── SELECTED TEXT
# huron



## mrhookup (Jun 18, 2007)

any action around flatrock after the rain this week?


----------



## Steelmon (Mar 30, 2009)

That wasn't nearly enough rain to have any affect. Yesterday the river was still really low and the fishing really slow :sad:.

There are a million tiny shad near the coffer right now. The Seagulls were having a field day on them. Some guy was there with his kids and letting them catch the things in a net [illegal]. They were just dumping them on the bank and leaving them. I hate that :rant:. It looks like crap and causes the place to stink. Hopefully some wildlife will clean most of them up, if there is no one around. 

Please throw your shad back into the water.


----------



## Downriver Steel (Sep 15, 2005)

Yeah, I have to be honest that the river is still VERY low (as low as I have seen it this time of year) and fish were virtually non-existent. Ran spawn and waxies without any luck. Its really going to take some water to jump start things. Otherwise, it may be a great spring with few fish making it into the river in the fall. On a side note, there were very few other fishers out yesterday so it is a good time to enjoy some peace and tranquility on the river.

One thing I would mention - I would NOT take a boat out there right now. That would be a recipe for disaster. Runs that I fish my float usually 3-4 feet deep, I was hitting bottom at 2 feet. Sad situation right now!!!!


----------



## Fishndude (Feb 22, 2003)

I crossed the Huron this morning and it is lower than I have even seen it. I have said that on different posts, here, about 4 times this fall - and every time it has been the truth. I cross it right below the dam @ Belleville (Huron River Drive), and it was so low it made me feel a bit sick, today. After the rain earlier in the week, it was up to normal levels for a couple days. I guess we need torrential rains.


----------



## Steelmon (Mar 30, 2009)

No rain in the long term forecast, but colder water is coming. That sure won't hurt.


----------



## Toga (Nov 11, 2009)

Bring on the cold water. Rain will help but cold water is a must. Once we get the water temps down some will come. If we get rain on top of it we may see some decent action. Hope this fall is better than last.


----------



## Fishndude (Feb 22, 2003)

I would take a high water event over colder water, right now. The river was up quite a bit today, from yesterday - but yesterday looked like they shut down the dam, and were just using buckets to pass a little water.


----------



## Steelmon (Mar 30, 2009)

Well, were not getting rain anytime soon, so we will have to settle for colder water . 

That's odd about the water being up yesterday, by Belleville, because it was offically the lowest I've seen so far down where I fish. The rocks were all sticking out of the water, in the middle, below the Flatrock Coffer. In one of my downstream spots I could see every rock that makes up pile where I've gotten snagged a few times. If I had my hip boots, I could have got some of my gear back. Going to have to throw them in the truck. If I can't catch fish, I can at least build up my tackle collection. 

I took a ride out to Pt. Moullie the little canals you cross along Campau Road were dried up. I've seen them low before, but never dry.


----------



## Fishndude (Feb 22, 2003)

We must have seen it at different times of the day. It was very low again, today.


----------
────
── ROWS
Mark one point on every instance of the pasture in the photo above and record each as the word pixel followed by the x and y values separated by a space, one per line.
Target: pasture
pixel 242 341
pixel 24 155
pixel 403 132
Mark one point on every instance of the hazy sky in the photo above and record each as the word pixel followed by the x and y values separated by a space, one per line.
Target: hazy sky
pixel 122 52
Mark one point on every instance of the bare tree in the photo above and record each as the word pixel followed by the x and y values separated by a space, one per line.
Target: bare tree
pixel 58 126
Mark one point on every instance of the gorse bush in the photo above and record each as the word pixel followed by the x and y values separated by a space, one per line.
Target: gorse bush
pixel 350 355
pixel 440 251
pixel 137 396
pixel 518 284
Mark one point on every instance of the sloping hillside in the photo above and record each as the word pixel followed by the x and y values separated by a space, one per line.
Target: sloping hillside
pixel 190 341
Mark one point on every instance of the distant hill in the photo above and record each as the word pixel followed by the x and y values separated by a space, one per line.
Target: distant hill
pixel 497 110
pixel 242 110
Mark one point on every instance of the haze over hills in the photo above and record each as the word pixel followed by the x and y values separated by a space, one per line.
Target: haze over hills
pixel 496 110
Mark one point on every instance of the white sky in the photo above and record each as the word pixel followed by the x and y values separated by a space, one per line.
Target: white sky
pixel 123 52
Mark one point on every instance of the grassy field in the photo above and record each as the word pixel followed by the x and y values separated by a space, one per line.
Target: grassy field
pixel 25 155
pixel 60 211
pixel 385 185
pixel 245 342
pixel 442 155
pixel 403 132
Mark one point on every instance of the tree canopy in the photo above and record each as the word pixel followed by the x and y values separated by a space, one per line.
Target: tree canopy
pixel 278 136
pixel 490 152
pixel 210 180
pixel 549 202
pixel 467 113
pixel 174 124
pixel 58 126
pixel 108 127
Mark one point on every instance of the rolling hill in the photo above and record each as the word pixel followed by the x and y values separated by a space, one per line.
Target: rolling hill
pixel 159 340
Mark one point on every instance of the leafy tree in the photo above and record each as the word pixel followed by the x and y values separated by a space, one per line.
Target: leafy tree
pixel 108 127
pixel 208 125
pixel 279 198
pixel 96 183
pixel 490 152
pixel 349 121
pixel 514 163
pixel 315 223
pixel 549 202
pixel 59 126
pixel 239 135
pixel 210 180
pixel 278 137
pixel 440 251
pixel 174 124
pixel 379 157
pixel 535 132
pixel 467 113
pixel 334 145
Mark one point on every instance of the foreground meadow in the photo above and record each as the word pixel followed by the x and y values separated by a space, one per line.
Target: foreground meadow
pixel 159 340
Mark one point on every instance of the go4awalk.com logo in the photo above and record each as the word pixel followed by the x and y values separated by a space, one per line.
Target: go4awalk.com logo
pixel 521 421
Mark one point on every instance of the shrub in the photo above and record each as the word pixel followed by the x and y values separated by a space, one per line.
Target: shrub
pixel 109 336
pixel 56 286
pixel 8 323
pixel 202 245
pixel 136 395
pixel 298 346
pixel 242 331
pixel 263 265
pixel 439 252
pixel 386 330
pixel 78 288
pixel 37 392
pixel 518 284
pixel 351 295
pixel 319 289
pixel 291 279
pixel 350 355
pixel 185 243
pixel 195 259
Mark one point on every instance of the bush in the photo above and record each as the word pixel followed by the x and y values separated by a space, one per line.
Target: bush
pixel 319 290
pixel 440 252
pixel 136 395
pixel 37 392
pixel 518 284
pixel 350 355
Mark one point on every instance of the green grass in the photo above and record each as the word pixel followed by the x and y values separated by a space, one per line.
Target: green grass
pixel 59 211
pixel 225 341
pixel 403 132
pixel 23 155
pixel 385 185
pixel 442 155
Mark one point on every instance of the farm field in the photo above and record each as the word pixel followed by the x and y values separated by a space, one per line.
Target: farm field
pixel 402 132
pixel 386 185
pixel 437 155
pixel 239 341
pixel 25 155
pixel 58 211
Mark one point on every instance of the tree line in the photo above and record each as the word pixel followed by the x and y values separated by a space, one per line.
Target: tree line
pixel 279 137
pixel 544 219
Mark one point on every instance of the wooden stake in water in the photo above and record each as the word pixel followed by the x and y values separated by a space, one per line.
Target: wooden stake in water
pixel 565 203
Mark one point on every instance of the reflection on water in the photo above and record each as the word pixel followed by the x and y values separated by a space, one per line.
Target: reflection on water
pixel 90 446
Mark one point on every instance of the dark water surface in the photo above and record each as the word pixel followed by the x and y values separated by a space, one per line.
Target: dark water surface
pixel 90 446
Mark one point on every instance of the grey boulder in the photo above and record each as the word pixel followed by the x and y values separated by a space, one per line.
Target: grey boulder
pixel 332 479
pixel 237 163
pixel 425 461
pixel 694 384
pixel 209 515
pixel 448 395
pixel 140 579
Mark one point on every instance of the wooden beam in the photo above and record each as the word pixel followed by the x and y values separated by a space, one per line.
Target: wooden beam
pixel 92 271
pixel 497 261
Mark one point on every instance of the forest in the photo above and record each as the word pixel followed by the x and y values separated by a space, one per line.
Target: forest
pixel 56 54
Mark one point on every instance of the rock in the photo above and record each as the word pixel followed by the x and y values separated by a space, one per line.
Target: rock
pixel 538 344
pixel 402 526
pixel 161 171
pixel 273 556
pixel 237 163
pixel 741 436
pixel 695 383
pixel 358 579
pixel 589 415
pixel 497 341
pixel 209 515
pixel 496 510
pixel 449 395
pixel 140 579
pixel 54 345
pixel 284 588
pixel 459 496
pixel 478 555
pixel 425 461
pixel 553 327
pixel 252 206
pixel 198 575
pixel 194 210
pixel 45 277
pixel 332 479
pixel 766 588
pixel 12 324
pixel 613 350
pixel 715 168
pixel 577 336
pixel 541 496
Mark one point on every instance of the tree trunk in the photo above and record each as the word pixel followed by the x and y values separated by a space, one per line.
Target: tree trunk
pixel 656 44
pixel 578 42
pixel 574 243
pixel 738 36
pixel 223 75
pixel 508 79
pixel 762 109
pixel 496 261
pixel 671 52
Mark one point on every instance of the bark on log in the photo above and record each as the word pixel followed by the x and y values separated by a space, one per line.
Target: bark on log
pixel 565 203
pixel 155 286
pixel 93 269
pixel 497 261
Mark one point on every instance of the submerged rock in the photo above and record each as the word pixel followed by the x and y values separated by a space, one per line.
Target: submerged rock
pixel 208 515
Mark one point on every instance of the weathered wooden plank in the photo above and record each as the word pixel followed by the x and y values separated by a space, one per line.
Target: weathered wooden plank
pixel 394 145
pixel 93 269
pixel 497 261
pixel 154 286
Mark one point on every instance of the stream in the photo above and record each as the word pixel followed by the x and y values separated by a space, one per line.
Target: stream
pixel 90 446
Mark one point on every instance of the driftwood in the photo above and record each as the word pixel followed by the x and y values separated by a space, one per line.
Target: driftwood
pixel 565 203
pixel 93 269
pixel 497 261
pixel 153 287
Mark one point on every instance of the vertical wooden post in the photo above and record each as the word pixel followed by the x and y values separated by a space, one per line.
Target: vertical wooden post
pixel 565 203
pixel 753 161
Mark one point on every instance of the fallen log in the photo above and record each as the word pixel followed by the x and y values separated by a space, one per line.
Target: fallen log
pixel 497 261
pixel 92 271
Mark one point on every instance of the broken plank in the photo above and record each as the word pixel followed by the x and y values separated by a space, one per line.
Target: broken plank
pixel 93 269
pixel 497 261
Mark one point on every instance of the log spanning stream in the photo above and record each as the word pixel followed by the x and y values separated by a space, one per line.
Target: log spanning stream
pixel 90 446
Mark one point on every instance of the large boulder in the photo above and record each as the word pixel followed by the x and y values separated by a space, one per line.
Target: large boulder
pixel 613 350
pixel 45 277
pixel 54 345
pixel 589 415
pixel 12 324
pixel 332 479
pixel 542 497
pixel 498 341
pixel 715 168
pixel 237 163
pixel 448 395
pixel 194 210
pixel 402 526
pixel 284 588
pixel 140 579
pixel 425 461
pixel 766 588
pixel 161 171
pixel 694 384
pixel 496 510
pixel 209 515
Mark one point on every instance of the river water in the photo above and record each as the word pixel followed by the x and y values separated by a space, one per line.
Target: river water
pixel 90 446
────
WHAT THIS EXERCISE ASKS:
a. In the Huron River fishing thread, why does one poster advise against taking a boat out on the river? Answer in one to three sentences.
b. Pull out every line of the records that contains the string "surface", treating uppercase and lowercase as different.
The forum thread and the records have nothing to do with each other.

SOLUTIONS BELOW:
a. The river is very low. In runs where the poster usually fishes a float 3-4 feet deep, it was hitting bottom at 2 feet, so taking a boat out would be a recipe for disaster.

b.
Mark one point on every instance of the dark water surface in the photo above and record each as the word pixel followed by the x and y values separated by a space, one per line.
Target: dark water surface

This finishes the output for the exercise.